● **Work required**
Every picture is to be removed, and all the data is to be copied exactly.

● **Entries supplied**
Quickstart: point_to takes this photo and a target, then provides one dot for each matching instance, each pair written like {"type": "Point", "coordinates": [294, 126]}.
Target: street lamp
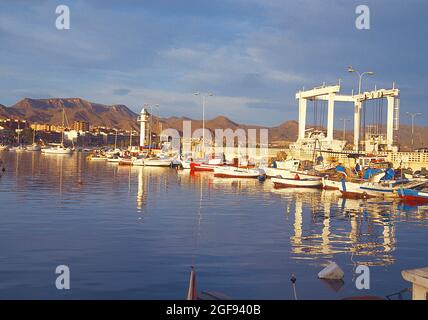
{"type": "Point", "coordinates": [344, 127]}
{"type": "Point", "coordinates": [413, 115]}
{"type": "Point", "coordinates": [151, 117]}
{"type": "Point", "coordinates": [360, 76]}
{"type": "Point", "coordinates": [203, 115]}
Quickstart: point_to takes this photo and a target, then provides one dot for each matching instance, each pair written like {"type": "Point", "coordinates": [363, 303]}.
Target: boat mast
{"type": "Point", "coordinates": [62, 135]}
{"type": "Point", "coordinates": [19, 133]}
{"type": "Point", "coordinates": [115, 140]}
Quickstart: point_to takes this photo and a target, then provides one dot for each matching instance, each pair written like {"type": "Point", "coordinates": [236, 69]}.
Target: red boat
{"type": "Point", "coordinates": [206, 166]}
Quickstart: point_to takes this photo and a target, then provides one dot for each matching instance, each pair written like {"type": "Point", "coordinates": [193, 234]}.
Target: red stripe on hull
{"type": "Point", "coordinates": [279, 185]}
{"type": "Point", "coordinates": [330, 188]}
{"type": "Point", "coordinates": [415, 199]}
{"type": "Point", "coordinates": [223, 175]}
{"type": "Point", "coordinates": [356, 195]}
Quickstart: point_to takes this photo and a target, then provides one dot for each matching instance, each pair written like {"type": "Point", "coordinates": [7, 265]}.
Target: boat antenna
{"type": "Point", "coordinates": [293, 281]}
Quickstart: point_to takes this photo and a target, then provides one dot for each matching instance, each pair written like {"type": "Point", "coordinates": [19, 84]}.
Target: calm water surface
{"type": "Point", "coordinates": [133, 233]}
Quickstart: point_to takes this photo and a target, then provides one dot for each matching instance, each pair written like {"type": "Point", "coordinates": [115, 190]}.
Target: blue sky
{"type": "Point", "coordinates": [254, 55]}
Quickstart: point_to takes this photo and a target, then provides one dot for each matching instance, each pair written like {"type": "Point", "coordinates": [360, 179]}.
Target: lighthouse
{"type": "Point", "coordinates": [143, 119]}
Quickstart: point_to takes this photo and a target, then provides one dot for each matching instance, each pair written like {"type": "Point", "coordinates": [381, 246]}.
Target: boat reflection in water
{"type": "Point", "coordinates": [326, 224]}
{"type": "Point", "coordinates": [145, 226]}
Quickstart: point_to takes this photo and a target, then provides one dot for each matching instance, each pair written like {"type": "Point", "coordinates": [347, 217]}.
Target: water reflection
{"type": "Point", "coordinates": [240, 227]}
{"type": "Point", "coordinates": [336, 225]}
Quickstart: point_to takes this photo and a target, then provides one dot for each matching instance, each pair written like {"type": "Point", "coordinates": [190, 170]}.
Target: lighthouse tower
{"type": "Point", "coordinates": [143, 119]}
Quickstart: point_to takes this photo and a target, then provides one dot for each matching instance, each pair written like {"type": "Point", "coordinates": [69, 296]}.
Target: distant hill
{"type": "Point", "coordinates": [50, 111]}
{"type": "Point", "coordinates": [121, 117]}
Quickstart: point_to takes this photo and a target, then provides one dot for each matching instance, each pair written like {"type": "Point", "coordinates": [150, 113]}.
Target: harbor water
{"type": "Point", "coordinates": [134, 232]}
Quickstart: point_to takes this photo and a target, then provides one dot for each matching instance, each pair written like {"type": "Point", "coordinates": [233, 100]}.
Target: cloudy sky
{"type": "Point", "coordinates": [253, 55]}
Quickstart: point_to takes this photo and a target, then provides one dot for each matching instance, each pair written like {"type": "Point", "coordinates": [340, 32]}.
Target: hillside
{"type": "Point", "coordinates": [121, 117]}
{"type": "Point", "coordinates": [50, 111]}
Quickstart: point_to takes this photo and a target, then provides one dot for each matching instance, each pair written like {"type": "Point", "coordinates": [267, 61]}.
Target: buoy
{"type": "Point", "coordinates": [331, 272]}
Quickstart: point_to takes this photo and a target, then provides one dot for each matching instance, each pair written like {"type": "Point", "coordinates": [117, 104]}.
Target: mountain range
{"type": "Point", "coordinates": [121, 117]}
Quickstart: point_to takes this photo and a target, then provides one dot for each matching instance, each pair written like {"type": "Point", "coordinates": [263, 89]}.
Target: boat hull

● **Reply to the exercise**
Quickstart: point_to takes this photo and a target, then provides one dot for each matching instance, each pair written like {"type": "Point", "coordinates": [294, 126]}.
Target: street lamp
{"type": "Point", "coordinates": [344, 127]}
{"type": "Point", "coordinates": [413, 115]}
{"type": "Point", "coordinates": [151, 117]}
{"type": "Point", "coordinates": [360, 76]}
{"type": "Point", "coordinates": [203, 115]}
Quickstart: point_to takes this photo and a target, then provides one dot for each matching instance, each pair written like {"type": "Point", "coordinates": [363, 303]}.
Target: boat mast
{"type": "Point", "coordinates": [62, 135]}
{"type": "Point", "coordinates": [19, 133]}
{"type": "Point", "coordinates": [115, 140]}
Quickstart: point_to takes this photo and a target, then provides one dot for each matching instance, each pair written like {"type": "Point", "coordinates": [236, 69]}.
Target: red boat
{"type": "Point", "coordinates": [206, 166]}
Quickstart: point_to takes this photo and a target, then provides one dot for each matching instance, each pair written like {"type": "Point", "coordinates": [193, 234]}.
Target: red stripe on hull
{"type": "Point", "coordinates": [279, 185]}
{"type": "Point", "coordinates": [330, 188]}
{"type": "Point", "coordinates": [415, 199]}
{"type": "Point", "coordinates": [223, 175]}
{"type": "Point", "coordinates": [356, 195]}
Quickstart: point_to takes this photo and a target, then provides one dot for each matching instance, each pair written like {"type": "Point", "coordinates": [7, 265]}.
Target: boat antenna
{"type": "Point", "coordinates": [293, 281]}
Quickstart: point_to takes this photo and a target, then provides one dot for each matching instance, each pair written like {"type": "Point", "coordinates": [19, 84]}.
Target: calm water surface
{"type": "Point", "coordinates": [133, 233]}
Quickstart: point_to takes this photo and a target, then provides one dot for each matching instance, each pair written like {"type": "Point", "coordinates": [115, 190]}.
Target: blue sky
{"type": "Point", "coordinates": [254, 55]}
Quickstart: point_to takes this photo and a target, then provides one dot for each matching instance, each pair written like {"type": "Point", "coordinates": [360, 179]}.
Target: lighthouse
{"type": "Point", "coordinates": [143, 119]}
Quickstart: point_to takes this photo and a target, then provides one dot for each matching instance, each pair written like {"type": "Point", "coordinates": [381, 246]}.
Target: boat reflection in water
{"type": "Point", "coordinates": [326, 224]}
{"type": "Point", "coordinates": [145, 226]}
Quickstart: point_to takes this photo and a target, then provides one dot for each matching instance, each pair written like {"type": "Point", "coordinates": [347, 217]}.
Target: water reflection
{"type": "Point", "coordinates": [240, 227]}
{"type": "Point", "coordinates": [336, 225]}
Quickstart: point_to takes this photo and a target, then provides one dot for each matching instance, each pair written like {"type": "Point", "coordinates": [190, 170]}.
Target: lighthouse tower
{"type": "Point", "coordinates": [143, 119]}
Quickstart: point_to takes this photo and a target, then provides one dot for each matching instance, each pair written like {"type": "Point", "coordinates": [69, 296]}.
Target: distant hill
{"type": "Point", "coordinates": [50, 111]}
{"type": "Point", "coordinates": [121, 117]}
Quickstart: point_to takes this photo and a target, then provides one dot for each matching instance, each pair written like {"type": "Point", "coordinates": [150, 113]}.
Target: harbor water
{"type": "Point", "coordinates": [134, 232]}
Quickstart: point_to takes this photo and a target, then provides one dot for each matching instance, each pair written like {"type": "Point", "coordinates": [233, 100]}.
Target: cloudy sky
{"type": "Point", "coordinates": [253, 55]}
Quickstart: point_to takes this photo and a target, then provides one dot for each matching instance, each pair written like {"type": "Point", "coordinates": [340, 32]}.
Target: hillside
{"type": "Point", "coordinates": [121, 117]}
{"type": "Point", "coordinates": [50, 111]}
Quickstart: point_to takes this photo and a target, then provides one dot for each matching instance, each pair written like {"type": "Point", "coordinates": [267, 61]}.
Target: buoy
{"type": "Point", "coordinates": [331, 272]}
Quickstart: point_to takes this photo and a target, then provides one dot for each matching instance, each pair written like {"type": "Point", "coordinates": [117, 104]}.
Target: mountain range
{"type": "Point", "coordinates": [121, 117]}
Quickstart: point_to takes this photo and a target, then provides one dot for each matching instance, each pair written like {"type": "Point", "coordinates": [263, 89]}.
Target: boat hull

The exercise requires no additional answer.